** Start SOURCE MATERIAL **

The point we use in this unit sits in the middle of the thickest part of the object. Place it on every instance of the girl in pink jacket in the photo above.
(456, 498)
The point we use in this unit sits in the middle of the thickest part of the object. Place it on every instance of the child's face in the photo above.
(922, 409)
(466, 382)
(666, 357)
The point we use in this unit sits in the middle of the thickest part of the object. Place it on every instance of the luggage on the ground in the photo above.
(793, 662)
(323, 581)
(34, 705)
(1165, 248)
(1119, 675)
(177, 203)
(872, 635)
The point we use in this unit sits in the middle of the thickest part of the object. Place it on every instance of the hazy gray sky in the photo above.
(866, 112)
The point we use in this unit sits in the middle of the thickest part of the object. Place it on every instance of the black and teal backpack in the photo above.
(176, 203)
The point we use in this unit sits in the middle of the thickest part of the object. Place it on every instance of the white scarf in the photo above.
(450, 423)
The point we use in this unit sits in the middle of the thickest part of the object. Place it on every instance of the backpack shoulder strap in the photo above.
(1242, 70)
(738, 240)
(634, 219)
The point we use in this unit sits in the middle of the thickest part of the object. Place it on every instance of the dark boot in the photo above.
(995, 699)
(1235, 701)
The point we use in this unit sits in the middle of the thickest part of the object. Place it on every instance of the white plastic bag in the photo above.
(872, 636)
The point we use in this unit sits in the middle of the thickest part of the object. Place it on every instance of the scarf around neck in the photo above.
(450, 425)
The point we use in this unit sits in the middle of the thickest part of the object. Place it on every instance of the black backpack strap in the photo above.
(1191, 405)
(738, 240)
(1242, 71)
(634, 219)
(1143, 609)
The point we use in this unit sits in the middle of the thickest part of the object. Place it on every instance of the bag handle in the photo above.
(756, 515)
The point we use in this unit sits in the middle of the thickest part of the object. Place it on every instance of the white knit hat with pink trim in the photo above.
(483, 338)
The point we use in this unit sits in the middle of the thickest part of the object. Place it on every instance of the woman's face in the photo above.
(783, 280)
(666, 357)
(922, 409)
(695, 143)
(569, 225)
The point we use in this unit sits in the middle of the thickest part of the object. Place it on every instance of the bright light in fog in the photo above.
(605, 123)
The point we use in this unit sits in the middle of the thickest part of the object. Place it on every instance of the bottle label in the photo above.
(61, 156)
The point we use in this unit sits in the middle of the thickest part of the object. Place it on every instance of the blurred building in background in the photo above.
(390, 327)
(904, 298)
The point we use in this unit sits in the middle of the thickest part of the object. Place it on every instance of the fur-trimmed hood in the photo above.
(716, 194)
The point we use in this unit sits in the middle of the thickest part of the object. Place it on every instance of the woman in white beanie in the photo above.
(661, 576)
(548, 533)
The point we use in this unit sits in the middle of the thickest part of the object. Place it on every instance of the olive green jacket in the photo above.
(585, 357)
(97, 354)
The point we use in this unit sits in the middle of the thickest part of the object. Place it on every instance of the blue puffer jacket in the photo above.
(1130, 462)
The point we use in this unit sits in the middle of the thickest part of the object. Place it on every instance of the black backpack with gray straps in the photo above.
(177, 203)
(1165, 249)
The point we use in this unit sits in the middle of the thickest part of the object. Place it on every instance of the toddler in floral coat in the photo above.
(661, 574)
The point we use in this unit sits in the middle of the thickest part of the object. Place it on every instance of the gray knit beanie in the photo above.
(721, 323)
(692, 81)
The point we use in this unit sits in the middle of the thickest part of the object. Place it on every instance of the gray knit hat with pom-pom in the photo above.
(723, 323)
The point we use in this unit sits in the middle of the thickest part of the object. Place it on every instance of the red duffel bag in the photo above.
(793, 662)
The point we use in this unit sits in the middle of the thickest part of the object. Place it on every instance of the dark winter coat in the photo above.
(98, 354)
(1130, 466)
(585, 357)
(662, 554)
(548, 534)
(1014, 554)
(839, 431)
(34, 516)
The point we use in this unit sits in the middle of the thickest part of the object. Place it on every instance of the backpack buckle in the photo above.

** End SOURCE MATERIAL **

* PROBLEM TO SOLVE
Reproduce all of the records above, swapping every occurrence of "thickest part" for "widest part" and leaving the rest untouched.

* EXPECTED OUTPUT
The point we use in this unit sits in the middle of the widest part of the object. Place it on every instance of the girl in pink jacket in the photo above.
(456, 498)
The point we use in this unit sits in the middle of the widest part of the object. Place it on every instance of the child's face in the photo above.
(922, 409)
(466, 382)
(666, 357)
The point we use in this unit sits in the middle of the widest part of the object. Place it on every instance of the luggage on the ground in the photo above.
(793, 662)
(323, 581)
(34, 705)
(1165, 248)
(1119, 675)
(177, 203)
(872, 635)
The point we use in this unit sits in the middle of the widest part of the object. Place it on every instance of the hazy gray sky in the photo above.
(866, 112)
The point we use in this unit sits in the middle of the widest part of the object. Place it on every instance of the black and teal backpack in the photo above.
(176, 203)
The point we use in this unit sits in the middle of the widest part of the object. Place it on every instance of the white scarf in the photo above.
(450, 423)
The point we use in this unit sits in the middle of the widest part of the object. Place it on every instance of the backpack shoulder strap in the photo above.
(1242, 70)
(738, 240)
(634, 219)
The point we use in this unit sits in the middle of the widest part of the object. Place it on every instance of the dark boot in the photo above.
(995, 699)
(1235, 701)
The point we use in this unit sits in the middle of the widest part of the object. Place it on every instance of the white plastic bag in the photo above.
(872, 636)
The point we use in this unit sits in the middle of the widest part of the object. Place it on every instance of the scarf around neck in the photo above.
(450, 425)
The point we use in this unit sits in the middle of the widest part of the object. Place it on every instance of the black backpack strap in the photo above.
(1191, 405)
(738, 240)
(1242, 71)
(634, 219)
(1143, 609)
The point we use in this unit sits in the middle of the widest part of the object. Place it on every instance of the bag handle in the photo above.
(756, 515)
The point we use in this unit sits in the middle of the widest part of the object. Place it on every instance of the white knit hat with pink trim in the photo above.
(483, 338)
The point we use in this unit sits in the middle of the widest part of the object. Place it on every instance of the woman's face in the photo above.
(783, 280)
(666, 357)
(922, 409)
(695, 143)
(569, 225)
The point we use in this unit sits in the middle of the widest part of the object. Place it on every instance of the bright light in fog in the photo above.
(605, 123)
The point we use in this unit sits in the middle of the widest part of the object. Place it on every instance of the bottle label in the photo above.
(61, 156)
The point we use in this unit sits in the middle of the widest part of the object. Place it on every instance of the blurred building in background in the photo above.
(390, 327)
(904, 298)
The point we use in this unit sits in the middle of the widest part of the object. Place it on every instance of the fur-trimmed hood in the photo above.
(716, 194)
The point we use in this unit sits in the middle of the widest part of the object. Place it on every instance of the woman in white beanie in the photo above.
(661, 576)
(548, 533)
The point we use in this unit sits in the middle of the widest part of the object. Place it on every instance of the olive green jacket in the photo above.
(585, 357)
(97, 354)
The point we use in this unit sits in the middle of the widest part of the object. Place it on every instance of the blue puffer jacket in the photo above.
(1130, 462)
The point we use in this unit sits in the middle of the widest part of the object. Place it on every instance of the black backpack with gray straps in the photo above.
(177, 203)
(1165, 249)
The point we use in this unit sits in the middle of the widest part of the object. Place it on every instance of the toddler in floral coat in the photo above.
(661, 574)
The point we use in this unit sits in the middle of the widest part of the object. Place it on every instance of the gray knit beanie in the photo above.
(721, 323)
(692, 81)
The point we use in this unit sits in the middle of the widest part of the object. Place it on every instance of the gray knit hat with pom-pom in the photo above.
(723, 323)
The point we use in this unit sits in the middle of the widest part of the object. Place it on every instance of the red duffel bag in the photo above.
(793, 662)
The point we use in this unit sits in the middle of the widest part of the object. Place it on every instance of the dark winter coat in the photo above.
(98, 354)
(1130, 466)
(585, 357)
(662, 554)
(548, 534)
(1014, 554)
(839, 431)
(34, 516)
The point we use in this unit sits in the middle of the widest part of the object. Place it on every instance of the backpack buckle in the photo above.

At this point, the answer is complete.